## WHAT THE TASK REQUIRES
Skip the pictures. Transcribe the rest of the data below without changing a word.

## SUPPLIED ENTRIES
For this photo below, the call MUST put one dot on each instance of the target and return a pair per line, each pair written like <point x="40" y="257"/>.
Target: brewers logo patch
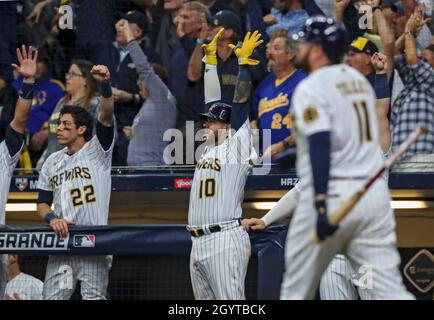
<point x="310" y="114"/>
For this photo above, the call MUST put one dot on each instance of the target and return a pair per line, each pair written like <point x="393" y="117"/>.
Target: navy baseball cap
<point x="363" y="45"/>
<point x="331" y="35"/>
<point x="218" y="111"/>
<point x="227" y="19"/>
<point x="138" y="18"/>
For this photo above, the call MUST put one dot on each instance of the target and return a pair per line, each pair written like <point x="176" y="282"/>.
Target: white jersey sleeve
<point x="44" y="180"/>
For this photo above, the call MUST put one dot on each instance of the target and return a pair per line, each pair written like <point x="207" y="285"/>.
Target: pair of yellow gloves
<point x="243" y="52"/>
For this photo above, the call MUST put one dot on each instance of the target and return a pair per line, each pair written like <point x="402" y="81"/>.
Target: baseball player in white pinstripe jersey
<point x="221" y="247"/>
<point x="77" y="181"/>
<point x="10" y="148"/>
<point x="340" y="281"/>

## EXERCISE RESULT
For this photo below, the call MUST put one dot on each instance of the target and return a pair per line, each pair written like <point x="40" y="257"/>.
Target: brewers logo patch
<point x="310" y="114"/>
For this photo above, the call MUST put one dot on each instance of the target and return a pair per line, each pair written like <point x="393" y="117"/>.
Target: navy baseball cap
<point x="363" y="45"/>
<point x="331" y="35"/>
<point x="218" y="111"/>
<point x="227" y="19"/>
<point x="138" y="18"/>
For this photo above, the call MUST put one dot on each instance of the target and return a pair per line, each pair written like <point x="176" y="282"/>.
Target: white jersey sleeve
<point x="44" y="180"/>
For this photo above, the call MUST put one dot on each instance of the target and return a pair per line, each pair written like <point x="207" y="285"/>.
Target: pair of yellow gloves
<point x="243" y="52"/>
For this photo above, the call MUST put one dot on each instance of the target and return a pair per line, each pair written like <point x="402" y="81"/>.
Target: baseball player in white pinstripe jersey
<point x="221" y="247"/>
<point x="77" y="181"/>
<point x="10" y="148"/>
<point x="340" y="281"/>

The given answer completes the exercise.